Thank you. The first question will come from Shaun Clisby Kelley with Bank of America. Please go ahead.

Shaun Clisby Kelley

Analyst

Hi, good morning everyone. Thanks for taking my question. Chris, like, would love to start with you both in the prepared remarks and overall sound a bit more optimistic. So we always value your kind of overview of where we kind of sit with the broader economy and the lodging industry. If you could just kind of give us your kind of latest thinking there and maybe specifically, a few thoughts around the business transient environment, particularly large versus small corporate. I think on the small or medium size, we've seen some weakness. Wondering what you think about that as we kinda turn the page into 2026. Thanks.

Christopher Nassetta

Management

Yep. Great question. And, obviously, probably what's the number one thing on everybody's mind. So a lot of this I covered on our last call and as I've talked to individual investors, you know, have shared these thoughts. But you know, if you think back about what I said, you know, on the third quarter call, I was reasonably optimistic about '25, you know, being a decent year, but '26 and, frankly, beyond, you know, at least for the next couple years. Being better. And my underpinning of that, which you know, I still believe is that you have some macro forces and some micro forces that are converging in a really positive way. Number one, being, you know, inflation does structurally continue to come down. If you really factored for the lag effect of the housing input, is over 30% of the contribution to the inflation numbers and you factor for what it is real time, would argue it's actually lower than, you know, than is being reported. So that's a good trend. What does that mean? That means expectation which I believe that rates will continue to come down, which will be stimulative and positive in a bunch of ways. You see it this week and broadly, you know, you're in, you know, a very big deregulatory environment under, you know, in The United States under this administration, which is obviously I think, real positive in a bunch of different ways, whether that's financial services, energy, AI, you know, basic and infrastructure, reshoring, you know, there is a massive amount of that is going on. You have fixed tax policy that got done last year that is just you know, that is super business favorable and investment favorable and, you know, you expect to see that start to…

Operator

Operator

Your next question will come from Daniel Brian Politzer with JPMorgan. Please go ahead.

• DATA SHOWN:
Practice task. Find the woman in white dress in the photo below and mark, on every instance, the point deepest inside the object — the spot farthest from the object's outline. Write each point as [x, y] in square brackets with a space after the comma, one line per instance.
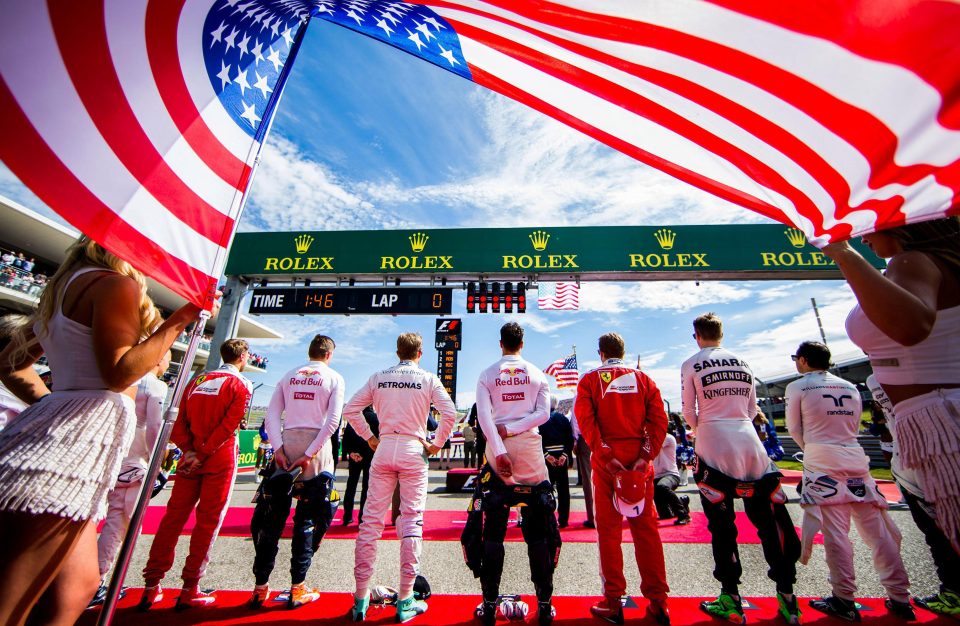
[60, 457]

• WRITTEN REQUEST:
Please list every person named in full in the transcript. The data that come after the transcript are separate material.

• TASK RESULT:
Shaun Clisby Kelley
Christopher Nassetta
Daniel Brian Politzer